- EXERCISE REQUIREMENTS -
a) From the account of the Lipizzaner horse rescue, extract the stretch from "THE RESCUE OF THE LIPIZZANER" through "an anti-aircraft unit." word for word.
b) Lay out the stretch of the data entries from their start through the line containing "box: [503, 241, 528, 271]" as a numbered list, leaving out blank lines.

- EXTRACT TO READ -

= = = = =

THE RESCUE OF THE LIPIZZANER HORSES
A personal account written by Colonel Charles Hancock Reed
The rescue of the breeding herd of the Piber Austrian Lipizzaner horses, which supplied the stallions for use in the Spanische Reitschule, took place on the 28th of April 1945 at Hostau, Czechoslovakia. It was accomplished by a small force formed for the mission from Task Force Reed – which was composed of the 2nd Armored Cavalry Group, 2nd and 42nd Squadrons; an artillery battalion; engineer battalion and an anti-aircraft unit.
It must be admitted that a great element of chance gave the opportunity for this happy event. On the 25th of April, Captain Ferdinand P. Sperl, I.P.W. Team No. 10 attached to the Group received information of a large German intelligence unit bivouacked in and around a hunting lodge on the Czechoslovakian border – it lacked transportation to proceed further on its flight from Berlin to the proposed Bavarian bastion.
After some dangerous negotiations with the commander of the unit, Captain Sperl, on the 26th of April, led an attack on the unit, which after the arranged formal exchange of harmless gun fire, surrendered most promptly. The commander of the intelligence unit, a fine appearing German General, proved most hospitable, and finding that on this early advance I had missed my breakfast, invited me to join him and his staff for theirs.

= = = = =

[Data entries]
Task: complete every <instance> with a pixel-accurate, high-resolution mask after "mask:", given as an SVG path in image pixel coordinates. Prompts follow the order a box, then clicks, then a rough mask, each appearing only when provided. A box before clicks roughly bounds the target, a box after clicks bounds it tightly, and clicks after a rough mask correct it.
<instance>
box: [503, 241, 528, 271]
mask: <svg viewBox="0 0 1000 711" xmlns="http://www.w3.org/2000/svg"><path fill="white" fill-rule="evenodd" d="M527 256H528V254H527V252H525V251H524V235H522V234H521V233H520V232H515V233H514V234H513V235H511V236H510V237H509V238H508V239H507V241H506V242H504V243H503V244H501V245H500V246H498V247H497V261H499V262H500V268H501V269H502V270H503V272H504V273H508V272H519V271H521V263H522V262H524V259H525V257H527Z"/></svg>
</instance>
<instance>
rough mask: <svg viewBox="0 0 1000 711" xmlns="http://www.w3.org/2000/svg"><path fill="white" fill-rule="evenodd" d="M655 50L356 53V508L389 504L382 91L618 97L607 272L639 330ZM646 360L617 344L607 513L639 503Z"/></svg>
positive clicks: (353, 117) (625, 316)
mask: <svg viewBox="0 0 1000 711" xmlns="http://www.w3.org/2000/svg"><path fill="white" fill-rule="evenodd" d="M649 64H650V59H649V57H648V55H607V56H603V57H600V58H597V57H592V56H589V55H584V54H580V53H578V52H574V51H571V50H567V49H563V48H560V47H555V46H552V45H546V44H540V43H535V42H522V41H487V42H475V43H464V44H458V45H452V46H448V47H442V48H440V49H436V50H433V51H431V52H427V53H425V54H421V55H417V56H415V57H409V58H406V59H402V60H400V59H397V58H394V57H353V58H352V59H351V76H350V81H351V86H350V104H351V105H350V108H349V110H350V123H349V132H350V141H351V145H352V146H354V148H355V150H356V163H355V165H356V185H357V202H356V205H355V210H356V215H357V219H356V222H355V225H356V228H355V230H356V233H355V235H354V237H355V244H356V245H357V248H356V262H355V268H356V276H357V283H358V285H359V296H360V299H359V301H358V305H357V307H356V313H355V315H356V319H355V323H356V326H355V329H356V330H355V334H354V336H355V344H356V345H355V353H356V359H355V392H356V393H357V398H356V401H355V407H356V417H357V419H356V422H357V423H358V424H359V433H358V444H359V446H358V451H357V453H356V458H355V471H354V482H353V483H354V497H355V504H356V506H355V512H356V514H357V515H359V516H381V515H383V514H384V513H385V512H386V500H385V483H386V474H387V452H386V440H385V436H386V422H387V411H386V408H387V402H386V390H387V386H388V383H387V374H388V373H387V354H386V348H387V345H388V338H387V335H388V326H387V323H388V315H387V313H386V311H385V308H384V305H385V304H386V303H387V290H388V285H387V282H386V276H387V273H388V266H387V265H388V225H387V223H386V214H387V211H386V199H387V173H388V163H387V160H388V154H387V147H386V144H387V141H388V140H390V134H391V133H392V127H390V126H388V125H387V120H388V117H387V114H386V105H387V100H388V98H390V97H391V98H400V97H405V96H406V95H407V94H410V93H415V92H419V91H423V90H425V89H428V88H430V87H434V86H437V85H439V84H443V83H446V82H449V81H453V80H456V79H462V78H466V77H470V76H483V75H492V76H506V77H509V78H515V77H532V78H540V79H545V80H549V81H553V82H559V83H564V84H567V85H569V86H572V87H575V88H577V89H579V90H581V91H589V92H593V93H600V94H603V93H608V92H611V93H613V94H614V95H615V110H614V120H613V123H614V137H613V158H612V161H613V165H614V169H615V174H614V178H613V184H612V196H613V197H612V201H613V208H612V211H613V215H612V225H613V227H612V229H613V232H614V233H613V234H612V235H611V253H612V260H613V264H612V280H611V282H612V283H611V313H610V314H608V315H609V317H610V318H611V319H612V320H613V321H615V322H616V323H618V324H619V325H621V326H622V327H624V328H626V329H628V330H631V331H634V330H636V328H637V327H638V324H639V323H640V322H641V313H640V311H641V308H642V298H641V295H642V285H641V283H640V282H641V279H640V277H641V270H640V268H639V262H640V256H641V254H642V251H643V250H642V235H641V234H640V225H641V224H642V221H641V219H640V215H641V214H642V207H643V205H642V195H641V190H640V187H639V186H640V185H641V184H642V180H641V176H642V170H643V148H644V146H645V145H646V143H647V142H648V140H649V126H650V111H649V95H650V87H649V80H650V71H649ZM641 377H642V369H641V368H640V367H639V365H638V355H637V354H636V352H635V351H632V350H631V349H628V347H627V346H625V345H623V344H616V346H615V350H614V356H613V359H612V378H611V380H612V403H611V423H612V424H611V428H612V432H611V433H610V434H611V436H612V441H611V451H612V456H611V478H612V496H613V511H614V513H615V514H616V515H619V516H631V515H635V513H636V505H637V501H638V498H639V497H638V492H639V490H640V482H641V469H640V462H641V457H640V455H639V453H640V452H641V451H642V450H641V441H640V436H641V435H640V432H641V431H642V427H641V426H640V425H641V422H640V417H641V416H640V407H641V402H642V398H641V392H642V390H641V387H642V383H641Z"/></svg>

= = = = =

- TASK SOLUTIONS -
a)
THE RESCUE OF THE LIPIZZANER HORSES
A personal account written by Colonel Charles Hancock Reed
The rescue of the breeding herd of the Piber Austrian Lipizzaner horses, which supplied the stallions for use in the Spanische Reitschule, took place on the 28th of April 1945 at Hostau, Czechoslovakia. It was accomplished by a small force formed for the mission from Task Force Reed – which was composed of the 2nd Armored Cavalry Group, 2nd and 42nd Squadrons; an artillery battalion; engineer battalion and an anti-aircraft unit.

b)
1. Task: complete every <instance> with a pixel-accurate, high-resolution mask after "mask:", given as an SVG path in image pixel coordinates. Prompts follow the order a box, then clicks, then a rough mask, each appearing only when provided. A box before clicks roughly bounds the target, a box after clicks bounds it tightly, and clicks after a rough mask correct it.
2. <instance>
3. box: [503, 241, 528, 271]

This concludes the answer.